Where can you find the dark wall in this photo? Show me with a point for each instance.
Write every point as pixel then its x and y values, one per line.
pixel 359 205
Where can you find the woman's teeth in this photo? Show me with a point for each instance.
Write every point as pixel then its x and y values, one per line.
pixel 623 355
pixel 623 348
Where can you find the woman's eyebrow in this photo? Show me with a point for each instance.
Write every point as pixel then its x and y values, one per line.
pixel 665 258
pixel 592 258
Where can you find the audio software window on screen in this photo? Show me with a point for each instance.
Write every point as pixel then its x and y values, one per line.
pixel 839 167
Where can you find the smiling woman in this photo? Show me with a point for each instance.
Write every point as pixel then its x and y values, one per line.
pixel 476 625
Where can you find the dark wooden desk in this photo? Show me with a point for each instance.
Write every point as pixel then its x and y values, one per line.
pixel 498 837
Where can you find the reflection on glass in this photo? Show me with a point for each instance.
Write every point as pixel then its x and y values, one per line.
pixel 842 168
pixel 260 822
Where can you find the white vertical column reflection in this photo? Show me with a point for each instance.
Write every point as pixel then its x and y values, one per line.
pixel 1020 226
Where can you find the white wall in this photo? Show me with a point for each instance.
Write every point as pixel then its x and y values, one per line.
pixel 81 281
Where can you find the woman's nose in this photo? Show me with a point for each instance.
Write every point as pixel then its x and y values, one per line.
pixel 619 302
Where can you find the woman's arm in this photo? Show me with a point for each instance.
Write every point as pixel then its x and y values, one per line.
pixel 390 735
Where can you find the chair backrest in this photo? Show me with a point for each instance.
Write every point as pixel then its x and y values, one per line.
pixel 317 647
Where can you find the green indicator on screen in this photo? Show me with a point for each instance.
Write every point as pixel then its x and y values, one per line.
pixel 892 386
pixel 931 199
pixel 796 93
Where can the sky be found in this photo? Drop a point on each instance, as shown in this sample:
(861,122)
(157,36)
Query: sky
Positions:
===============
[EXERCISE DETAILS]:
Repeat what the records above say. Use their exact words.

[OUTPUT FOR THIS EXERCISE]:
Where can you find the dark wall in this photo? Show me with a point for each instance.
Write every point as pixel then its x and y values, one per line.
pixel 359 205
Where can you find the woman's teeth in this photo? Show me with a point for each instance.
Write every point as pixel then its x and y values, one per line.
pixel 623 355
pixel 623 348
Where can you find the woman's eyebrow in this photo? Show me with a point for each instance.
Write every point as pixel then its x and y values, one per line.
pixel 665 258
pixel 592 258
Where can you find the audio software window on screen in this photo? Show me with a point for each instance.
Write every point as pixel then its x and y values, one per line.
pixel 839 167
Where can you find the smiling woman in this photo? Show me with a point for each instance.
Write every point as pixel then its x and y values, one per line.
pixel 476 625
Where can you find the dark wooden desk in this photo? Show me with a point for each instance.
Write every point as pixel then its x and y values, one per line.
pixel 498 837
Where can you find the reflection on glass in this photo? Show me with a point for each instance.
Write every point as pixel then its x and y values, one per line.
pixel 842 168
pixel 260 822
Where can you find the white vertical column reflection in this photo? Show me with a point for each instance.
Write every point as pixel then its x and y values, one per line.
pixel 1020 226
Where can you find the white wall in this photo? Show me with a point for each instance.
Write every point as pixel then its x and y values, one per line.
pixel 81 281
Where can you find the woman's nose in this photo? Show me with a point for each instance.
Write every point as pixel then its x and y values, one per line.
pixel 619 302
Where can you find the woman's arm in this photo? Show me with a point for each instance.
Write every point as pixel then its x and y values, one per line.
pixel 390 735
Where can you find the chair backrest in this photo? Show me with a point for each instance.
Write every point as pixel then its x and y values, one per line.
pixel 317 647
Where can you find the green indicator on screen in this photo? Show me with a point for each instance.
Write every point as pixel then its x and y values, one per line.
pixel 892 386
pixel 931 199
pixel 796 93
Where can the sky be found in this photo? Drop a point on each instance, as shown in this sample:
(861,122)
(157,36)
Query: sky
Positions:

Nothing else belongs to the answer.